■ **Directions for this task**
Rewrite the lines from the one holding "[Batch spec] Target class: boy's neck." through the one holding "[[105, 121, 161, 161]]", both included, replacing "boy's" with "child's" and leaving the rest unchanged.

■ **Exercise materials**
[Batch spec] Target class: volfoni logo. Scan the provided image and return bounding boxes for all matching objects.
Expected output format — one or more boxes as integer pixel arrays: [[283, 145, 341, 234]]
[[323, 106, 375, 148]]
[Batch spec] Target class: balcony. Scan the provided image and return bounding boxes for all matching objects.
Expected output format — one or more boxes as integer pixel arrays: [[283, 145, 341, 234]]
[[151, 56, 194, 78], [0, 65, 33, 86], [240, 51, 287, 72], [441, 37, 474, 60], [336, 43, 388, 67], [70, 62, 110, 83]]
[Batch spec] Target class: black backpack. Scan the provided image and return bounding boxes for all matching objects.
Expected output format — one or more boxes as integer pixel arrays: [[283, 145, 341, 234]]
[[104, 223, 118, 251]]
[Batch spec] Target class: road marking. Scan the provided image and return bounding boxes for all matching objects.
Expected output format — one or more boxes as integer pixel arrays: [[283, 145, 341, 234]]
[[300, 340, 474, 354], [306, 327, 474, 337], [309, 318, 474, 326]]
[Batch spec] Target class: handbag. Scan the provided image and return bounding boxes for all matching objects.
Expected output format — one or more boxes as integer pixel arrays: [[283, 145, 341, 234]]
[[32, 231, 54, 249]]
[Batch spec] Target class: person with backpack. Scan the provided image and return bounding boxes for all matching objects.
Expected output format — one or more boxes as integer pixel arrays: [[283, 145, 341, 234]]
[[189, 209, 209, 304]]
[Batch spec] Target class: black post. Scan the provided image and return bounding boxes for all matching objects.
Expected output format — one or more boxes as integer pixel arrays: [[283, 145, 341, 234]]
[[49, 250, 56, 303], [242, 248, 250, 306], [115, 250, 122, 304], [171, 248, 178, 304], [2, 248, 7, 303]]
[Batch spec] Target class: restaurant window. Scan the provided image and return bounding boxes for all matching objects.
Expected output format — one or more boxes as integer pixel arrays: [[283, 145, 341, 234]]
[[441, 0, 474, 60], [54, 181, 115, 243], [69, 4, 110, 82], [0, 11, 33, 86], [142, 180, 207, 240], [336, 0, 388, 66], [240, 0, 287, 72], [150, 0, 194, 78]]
---
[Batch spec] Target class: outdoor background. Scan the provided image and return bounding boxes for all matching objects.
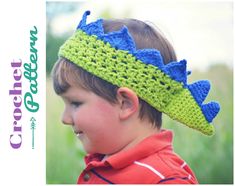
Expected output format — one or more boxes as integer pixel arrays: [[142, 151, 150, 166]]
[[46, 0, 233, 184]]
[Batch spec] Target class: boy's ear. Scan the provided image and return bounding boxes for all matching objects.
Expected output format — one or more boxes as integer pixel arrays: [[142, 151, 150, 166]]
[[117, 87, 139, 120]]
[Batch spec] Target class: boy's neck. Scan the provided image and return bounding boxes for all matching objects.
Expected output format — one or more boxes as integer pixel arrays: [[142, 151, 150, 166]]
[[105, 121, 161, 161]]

■ **Problem solution**
[Batch spec] Target class: child's neck. Scan the provided image and return bounding boxes for all matching objects.
Expected output format — one or more boxes as integer pixel arrays: [[142, 151, 150, 166]]
[[105, 121, 161, 161]]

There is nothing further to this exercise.